> Problem to solve
Quote the items word for word, starting at the line that contains "Target: utility pole" and ending at the last line of the items. Leave the pictures out.

> Input data
>>>
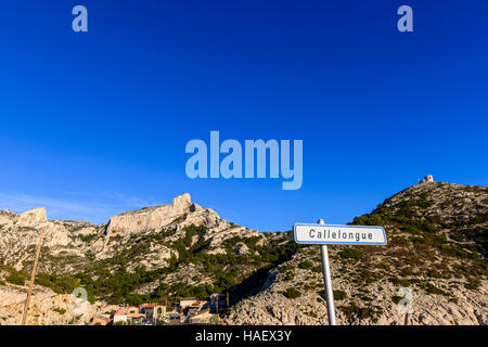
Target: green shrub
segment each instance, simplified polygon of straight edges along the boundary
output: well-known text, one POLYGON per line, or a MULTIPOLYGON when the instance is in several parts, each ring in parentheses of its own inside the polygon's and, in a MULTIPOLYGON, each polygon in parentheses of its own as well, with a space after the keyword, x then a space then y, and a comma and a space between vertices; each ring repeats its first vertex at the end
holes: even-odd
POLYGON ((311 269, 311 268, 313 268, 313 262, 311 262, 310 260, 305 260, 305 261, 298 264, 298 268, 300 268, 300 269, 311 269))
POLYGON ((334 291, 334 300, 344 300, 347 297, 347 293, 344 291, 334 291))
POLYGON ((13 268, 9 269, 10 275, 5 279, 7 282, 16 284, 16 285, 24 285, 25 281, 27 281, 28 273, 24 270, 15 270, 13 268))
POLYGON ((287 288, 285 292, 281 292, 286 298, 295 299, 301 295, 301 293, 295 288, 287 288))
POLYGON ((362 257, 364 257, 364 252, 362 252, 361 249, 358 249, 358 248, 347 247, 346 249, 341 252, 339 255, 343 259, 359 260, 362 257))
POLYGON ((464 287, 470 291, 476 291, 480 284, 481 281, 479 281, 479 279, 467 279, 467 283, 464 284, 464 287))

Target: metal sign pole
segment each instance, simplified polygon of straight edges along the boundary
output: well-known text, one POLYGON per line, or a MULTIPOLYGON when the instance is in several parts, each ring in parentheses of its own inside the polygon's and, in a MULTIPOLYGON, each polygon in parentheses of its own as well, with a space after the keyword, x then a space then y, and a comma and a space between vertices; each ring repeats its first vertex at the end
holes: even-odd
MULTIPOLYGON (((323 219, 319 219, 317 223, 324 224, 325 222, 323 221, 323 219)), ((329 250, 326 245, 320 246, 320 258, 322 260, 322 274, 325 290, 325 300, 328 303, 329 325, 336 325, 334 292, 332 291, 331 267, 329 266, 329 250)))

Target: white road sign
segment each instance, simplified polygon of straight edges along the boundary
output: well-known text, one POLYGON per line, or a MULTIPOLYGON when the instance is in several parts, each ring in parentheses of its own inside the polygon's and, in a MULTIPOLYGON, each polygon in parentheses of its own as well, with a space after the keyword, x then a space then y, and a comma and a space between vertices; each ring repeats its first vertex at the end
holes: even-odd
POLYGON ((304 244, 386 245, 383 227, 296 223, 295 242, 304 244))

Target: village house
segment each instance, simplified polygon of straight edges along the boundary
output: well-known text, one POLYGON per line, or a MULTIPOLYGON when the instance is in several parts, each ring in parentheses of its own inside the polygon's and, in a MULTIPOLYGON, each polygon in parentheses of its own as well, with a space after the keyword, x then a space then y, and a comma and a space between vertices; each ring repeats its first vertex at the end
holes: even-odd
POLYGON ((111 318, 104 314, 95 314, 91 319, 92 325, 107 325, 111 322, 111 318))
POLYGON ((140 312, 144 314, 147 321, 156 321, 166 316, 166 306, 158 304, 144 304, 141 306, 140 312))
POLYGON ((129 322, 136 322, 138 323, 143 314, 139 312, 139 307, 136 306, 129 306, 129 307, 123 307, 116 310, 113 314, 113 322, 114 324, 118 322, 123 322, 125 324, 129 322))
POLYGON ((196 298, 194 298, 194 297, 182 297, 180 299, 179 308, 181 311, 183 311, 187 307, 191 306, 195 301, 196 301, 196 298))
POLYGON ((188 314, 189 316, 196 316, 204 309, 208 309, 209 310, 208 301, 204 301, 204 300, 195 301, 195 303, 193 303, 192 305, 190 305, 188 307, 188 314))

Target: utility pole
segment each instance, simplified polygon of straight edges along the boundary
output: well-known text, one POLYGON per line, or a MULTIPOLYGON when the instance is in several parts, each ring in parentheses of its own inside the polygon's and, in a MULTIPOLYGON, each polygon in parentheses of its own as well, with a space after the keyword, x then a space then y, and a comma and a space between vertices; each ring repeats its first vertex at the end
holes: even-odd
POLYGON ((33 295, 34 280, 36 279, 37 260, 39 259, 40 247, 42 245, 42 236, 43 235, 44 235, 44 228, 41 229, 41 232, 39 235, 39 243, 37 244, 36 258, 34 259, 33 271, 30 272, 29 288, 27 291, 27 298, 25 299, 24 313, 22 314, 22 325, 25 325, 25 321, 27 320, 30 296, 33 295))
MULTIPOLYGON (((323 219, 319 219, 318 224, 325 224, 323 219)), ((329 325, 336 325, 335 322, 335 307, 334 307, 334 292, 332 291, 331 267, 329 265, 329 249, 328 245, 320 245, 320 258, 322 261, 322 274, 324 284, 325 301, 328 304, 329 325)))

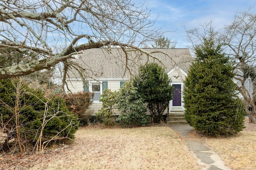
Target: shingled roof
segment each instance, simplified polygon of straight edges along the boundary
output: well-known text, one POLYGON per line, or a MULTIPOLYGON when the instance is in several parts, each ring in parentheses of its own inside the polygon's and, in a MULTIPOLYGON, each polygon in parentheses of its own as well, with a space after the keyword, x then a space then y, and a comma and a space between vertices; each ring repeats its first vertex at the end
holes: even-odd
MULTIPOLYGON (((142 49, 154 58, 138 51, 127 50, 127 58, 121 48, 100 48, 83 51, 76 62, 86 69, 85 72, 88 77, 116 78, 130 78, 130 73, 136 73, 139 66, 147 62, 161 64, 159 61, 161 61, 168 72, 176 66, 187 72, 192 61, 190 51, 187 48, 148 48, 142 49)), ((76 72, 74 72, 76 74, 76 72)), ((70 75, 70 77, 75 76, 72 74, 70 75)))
<<<
> Response to the exercise
Target: utility pole
segment each instance, simplified polygon of straight edges along the boundary
output: well-known text, one POLYGON per line, or a MULTIPOLYGON when the instance is in several parts, each ring in parentheses of its own inside the polygon's and, in a MULTIPOLYGON, each polygon in parentheses of its own as well, with a space after the keyword, x then a space then y, and a comma and a space between vertices; each ring repeats its first vertex at the end
holes: even-odd
POLYGON ((33 295, 34 280, 36 279, 37 260, 39 259, 40 247, 42 245, 42 236, 43 235, 44 235, 44 228, 41 229, 41 232, 39 235, 39 243, 37 244, 36 258, 34 259, 33 271, 30 272, 29 288, 27 291, 27 298, 25 299, 24 313, 22 314, 22 325, 25 325, 25 321, 27 320, 30 296, 33 295))
MULTIPOLYGON (((323 219, 319 219, 318 224, 325 224, 323 219)), ((329 325, 336 325, 335 322, 335 307, 334 307, 334 292, 332 291, 331 267, 329 265, 329 249, 328 245, 320 245, 320 258, 322 261, 322 274, 324 284, 325 301, 328 304, 329 325)))

Target: shingled roof
segment each instance, simplified polygon of straight edges along the boundary
output: well-known text, one POLYGON per line, or a MULTIPOLYGON when the instance is in several parts, each ring in parentheses of its own inside the polygon's and, in a MULTIPOLYGON, each polygon in parentheses of its own as well, with a space after the keyword, x then a space then y, and a comma and a space between vertices; each ring repeats its first vertex at the end
holes: even-odd
MULTIPOLYGON (((142 49, 154 58, 138 51, 127 50, 127 58, 121 48, 100 48, 83 51, 76 62, 86 69, 85 72, 88 77, 116 78, 130 78, 130 73, 136 73, 139 66, 147 62, 161 64, 159 61, 161 61, 168 72, 176 66, 187 72, 192 61, 190 51, 187 48, 148 48, 142 49)), ((76 72, 74 72, 76 74, 76 72)), ((70 75, 70 77, 75 76, 72 74, 70 75)))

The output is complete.